▸ WHAT IS REQUIRED
Please answer from the excerpt below: while the writer spent the weekend at the lake, who cut Isaac's hair?

▸ EXCERPT
We have finally built up a bit of an emergency fund and now *swoosh*, it'll all be taken by having to buy a new car. Actually, our little ER fund will not be enough to buy a new car, so I'm not sure what we'll do.

I really have been trying to trust God on this one, but it's frustrating when I'm starting to have to use my toes to count how many times this has happened throughout our almost 4 years of marriage. I'm honestly not too worried or stressed about it, merely curious to see how the Lord will use it this time.

I can tell you one thing - I feel very blessed that at least we have a bit of an ER fund to use towards a new vehicle. Now we just have to pray that no other emergencies happen until we're able to build it up again.

Monday, May 4, 2009

starting to get to me

My son looks like a monk. Or perhaps like one of the Beatles from this album cover.
http://www.boskowan.com/www/jirka/beatles/covers/with.jpg
I went to the lake this weekend to spend time with the graduating seniors of the youth group and left Marc home with Isaac. It went just fine until Marc got the idea to cut Isaac's hair. It was a good thought. Let's just say I'm hoping to get it fixed today. Pictures to come.

Anyhow, it felt truly relaxing to get away for a night. Unfortunetly, I came home and feel like I need more of that.

My mom used to always clean the house frantically before leaving on vacation or on a weekend to chicago. I never understood that until recently. I despise coming home to a messy house. Nothing jerks me back into the reality of the daily grind like a kitchen covered with dirty and clean dishes, bottles and yogurt containers sitting on the counter instead of in the recycling bins, mail scattered about, shoes taking over the entry way, and random toys littered about the entire room. And that's only the kitchen!

▸ RECORDS SHOWN
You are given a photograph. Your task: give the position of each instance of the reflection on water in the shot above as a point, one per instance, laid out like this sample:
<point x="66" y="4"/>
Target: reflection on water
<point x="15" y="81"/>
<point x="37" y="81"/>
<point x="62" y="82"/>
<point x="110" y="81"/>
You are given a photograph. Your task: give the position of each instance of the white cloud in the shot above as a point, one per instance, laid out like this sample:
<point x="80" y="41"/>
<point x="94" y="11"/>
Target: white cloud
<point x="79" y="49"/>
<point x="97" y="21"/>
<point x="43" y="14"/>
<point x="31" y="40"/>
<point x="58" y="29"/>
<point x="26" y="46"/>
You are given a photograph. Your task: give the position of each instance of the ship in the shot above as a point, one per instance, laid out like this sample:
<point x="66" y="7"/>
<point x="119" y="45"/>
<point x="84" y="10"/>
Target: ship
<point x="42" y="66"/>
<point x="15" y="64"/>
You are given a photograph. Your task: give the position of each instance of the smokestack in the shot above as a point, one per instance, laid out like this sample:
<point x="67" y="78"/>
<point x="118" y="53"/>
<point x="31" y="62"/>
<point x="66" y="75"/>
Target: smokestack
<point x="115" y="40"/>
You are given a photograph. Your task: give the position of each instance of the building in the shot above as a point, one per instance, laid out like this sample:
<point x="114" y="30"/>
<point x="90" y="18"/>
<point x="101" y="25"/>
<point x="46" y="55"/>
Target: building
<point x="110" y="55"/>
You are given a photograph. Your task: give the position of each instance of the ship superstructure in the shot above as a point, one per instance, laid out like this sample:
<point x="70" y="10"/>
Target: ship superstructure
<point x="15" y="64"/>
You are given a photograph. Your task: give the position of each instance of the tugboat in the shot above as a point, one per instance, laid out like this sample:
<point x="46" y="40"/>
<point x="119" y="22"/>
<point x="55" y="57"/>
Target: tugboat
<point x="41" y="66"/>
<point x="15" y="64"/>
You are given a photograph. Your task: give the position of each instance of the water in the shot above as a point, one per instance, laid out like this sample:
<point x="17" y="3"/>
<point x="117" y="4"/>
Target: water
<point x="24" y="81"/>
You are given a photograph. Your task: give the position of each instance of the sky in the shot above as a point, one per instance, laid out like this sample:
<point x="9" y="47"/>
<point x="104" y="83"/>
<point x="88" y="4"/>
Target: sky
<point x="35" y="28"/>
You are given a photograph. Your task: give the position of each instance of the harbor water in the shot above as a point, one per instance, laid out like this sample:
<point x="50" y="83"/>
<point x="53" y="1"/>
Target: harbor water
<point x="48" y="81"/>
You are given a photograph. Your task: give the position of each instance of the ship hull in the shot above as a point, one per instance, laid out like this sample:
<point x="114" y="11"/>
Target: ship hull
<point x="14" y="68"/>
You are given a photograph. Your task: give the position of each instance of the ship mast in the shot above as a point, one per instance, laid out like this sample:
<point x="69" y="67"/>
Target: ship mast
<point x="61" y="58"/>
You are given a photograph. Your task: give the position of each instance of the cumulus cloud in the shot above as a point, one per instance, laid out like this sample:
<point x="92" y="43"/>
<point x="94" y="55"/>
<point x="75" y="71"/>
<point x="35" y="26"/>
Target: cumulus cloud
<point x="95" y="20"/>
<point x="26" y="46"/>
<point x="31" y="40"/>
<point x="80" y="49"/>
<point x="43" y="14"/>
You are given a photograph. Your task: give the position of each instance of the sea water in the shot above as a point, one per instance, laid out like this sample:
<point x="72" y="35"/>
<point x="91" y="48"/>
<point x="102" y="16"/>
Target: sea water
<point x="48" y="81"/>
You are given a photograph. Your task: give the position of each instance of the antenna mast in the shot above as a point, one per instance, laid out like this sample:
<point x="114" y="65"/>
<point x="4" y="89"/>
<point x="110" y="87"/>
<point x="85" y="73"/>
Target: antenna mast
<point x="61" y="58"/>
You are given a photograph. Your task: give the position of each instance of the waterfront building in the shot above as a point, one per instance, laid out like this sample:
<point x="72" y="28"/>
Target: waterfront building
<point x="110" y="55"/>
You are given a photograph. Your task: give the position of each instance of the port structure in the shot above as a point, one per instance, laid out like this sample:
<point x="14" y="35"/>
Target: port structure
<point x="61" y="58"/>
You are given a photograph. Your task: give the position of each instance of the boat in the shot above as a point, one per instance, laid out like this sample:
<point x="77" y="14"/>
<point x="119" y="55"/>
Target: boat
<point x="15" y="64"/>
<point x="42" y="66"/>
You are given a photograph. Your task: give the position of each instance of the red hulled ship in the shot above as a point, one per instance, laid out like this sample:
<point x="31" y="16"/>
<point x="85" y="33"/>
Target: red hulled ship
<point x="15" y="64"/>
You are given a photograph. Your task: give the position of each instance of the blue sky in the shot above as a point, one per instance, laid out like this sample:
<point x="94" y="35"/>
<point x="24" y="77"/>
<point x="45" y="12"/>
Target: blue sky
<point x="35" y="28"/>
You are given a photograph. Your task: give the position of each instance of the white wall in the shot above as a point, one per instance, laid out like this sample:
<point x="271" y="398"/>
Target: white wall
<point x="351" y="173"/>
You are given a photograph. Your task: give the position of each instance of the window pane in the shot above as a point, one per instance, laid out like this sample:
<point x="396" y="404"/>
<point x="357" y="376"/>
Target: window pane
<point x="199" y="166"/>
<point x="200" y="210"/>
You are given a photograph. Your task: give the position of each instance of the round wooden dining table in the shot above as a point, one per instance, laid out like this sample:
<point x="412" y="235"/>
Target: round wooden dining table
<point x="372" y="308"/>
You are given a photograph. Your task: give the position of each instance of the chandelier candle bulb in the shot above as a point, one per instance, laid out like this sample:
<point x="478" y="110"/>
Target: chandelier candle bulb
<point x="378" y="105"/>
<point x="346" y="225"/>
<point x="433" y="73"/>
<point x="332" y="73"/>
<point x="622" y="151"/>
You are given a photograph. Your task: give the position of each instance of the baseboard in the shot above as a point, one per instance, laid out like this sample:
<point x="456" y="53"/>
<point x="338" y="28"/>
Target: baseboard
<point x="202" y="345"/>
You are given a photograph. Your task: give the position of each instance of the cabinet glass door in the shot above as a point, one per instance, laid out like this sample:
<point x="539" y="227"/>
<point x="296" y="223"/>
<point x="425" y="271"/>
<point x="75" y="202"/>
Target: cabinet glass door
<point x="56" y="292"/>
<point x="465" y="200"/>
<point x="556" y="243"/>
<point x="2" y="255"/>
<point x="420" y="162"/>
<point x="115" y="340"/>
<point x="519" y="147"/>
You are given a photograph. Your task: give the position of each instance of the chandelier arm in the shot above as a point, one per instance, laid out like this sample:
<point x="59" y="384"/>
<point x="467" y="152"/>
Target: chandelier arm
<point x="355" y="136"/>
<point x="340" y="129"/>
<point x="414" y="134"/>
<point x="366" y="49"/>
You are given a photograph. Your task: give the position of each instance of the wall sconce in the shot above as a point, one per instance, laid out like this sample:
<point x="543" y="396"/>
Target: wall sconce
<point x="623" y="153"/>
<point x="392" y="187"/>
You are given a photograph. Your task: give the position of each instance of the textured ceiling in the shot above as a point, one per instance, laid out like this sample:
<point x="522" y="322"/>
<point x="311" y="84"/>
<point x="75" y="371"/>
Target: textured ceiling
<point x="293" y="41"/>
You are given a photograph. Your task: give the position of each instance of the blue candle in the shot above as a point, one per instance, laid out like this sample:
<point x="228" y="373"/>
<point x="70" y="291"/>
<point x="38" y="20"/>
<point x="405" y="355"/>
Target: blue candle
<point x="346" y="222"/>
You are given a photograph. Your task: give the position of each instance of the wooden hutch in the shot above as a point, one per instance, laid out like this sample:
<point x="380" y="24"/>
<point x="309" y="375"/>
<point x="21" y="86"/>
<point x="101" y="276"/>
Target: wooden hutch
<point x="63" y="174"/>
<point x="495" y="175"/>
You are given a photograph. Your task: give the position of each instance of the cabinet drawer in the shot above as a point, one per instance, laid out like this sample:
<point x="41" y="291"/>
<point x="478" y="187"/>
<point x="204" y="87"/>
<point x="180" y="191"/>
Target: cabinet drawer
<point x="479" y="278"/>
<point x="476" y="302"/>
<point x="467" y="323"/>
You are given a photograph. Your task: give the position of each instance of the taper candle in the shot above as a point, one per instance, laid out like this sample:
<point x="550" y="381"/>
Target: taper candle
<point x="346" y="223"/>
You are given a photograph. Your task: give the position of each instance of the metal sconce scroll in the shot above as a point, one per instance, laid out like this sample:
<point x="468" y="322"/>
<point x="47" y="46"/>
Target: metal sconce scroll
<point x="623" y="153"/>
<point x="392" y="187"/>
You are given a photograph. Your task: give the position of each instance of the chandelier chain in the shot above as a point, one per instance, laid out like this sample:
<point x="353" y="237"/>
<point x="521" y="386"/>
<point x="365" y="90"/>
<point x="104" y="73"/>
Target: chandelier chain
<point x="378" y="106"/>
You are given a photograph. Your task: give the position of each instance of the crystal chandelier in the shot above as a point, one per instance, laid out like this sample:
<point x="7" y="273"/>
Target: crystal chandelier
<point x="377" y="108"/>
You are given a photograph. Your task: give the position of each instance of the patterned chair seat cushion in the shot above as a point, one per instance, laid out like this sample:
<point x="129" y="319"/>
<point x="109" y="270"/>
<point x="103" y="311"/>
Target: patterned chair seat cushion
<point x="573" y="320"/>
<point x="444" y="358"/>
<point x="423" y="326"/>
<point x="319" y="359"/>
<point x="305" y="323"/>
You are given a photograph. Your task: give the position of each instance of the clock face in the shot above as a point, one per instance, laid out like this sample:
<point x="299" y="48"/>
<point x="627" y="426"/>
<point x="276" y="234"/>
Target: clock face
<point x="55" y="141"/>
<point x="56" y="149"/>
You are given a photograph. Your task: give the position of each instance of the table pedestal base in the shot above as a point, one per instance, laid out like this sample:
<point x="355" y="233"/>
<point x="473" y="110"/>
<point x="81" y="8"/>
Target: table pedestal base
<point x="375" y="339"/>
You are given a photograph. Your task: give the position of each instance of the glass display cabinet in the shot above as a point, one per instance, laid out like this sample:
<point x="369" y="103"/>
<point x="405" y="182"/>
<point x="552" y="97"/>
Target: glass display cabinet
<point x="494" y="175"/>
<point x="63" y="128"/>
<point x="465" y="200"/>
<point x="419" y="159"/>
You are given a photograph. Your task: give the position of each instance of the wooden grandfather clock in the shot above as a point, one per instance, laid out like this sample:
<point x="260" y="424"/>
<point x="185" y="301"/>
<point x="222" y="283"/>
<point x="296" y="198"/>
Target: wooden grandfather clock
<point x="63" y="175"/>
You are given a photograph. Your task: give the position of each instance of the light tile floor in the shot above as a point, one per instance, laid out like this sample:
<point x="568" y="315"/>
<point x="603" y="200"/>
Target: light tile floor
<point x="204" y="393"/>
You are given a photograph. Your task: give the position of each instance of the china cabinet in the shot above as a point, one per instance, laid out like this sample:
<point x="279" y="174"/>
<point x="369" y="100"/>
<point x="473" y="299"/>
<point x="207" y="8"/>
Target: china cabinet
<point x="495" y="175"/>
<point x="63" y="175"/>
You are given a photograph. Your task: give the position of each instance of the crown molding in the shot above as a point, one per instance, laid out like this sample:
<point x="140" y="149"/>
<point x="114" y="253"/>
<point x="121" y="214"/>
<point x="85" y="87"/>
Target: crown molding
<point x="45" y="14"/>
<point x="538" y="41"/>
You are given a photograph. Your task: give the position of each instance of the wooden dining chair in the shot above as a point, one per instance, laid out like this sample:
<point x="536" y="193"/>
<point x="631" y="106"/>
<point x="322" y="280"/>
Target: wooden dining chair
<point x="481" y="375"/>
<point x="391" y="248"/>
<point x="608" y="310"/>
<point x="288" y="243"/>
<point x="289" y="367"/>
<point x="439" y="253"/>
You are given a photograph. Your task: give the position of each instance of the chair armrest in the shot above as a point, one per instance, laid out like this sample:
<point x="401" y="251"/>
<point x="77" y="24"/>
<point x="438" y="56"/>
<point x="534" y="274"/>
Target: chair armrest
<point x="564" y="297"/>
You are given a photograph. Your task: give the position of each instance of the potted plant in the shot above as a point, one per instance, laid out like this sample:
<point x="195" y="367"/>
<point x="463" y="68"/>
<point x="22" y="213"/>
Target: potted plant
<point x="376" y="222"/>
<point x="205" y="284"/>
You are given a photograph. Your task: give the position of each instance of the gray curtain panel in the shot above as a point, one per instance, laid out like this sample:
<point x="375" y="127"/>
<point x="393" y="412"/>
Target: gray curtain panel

▸ FINISHED TASK
Marc cut Isaac's hair.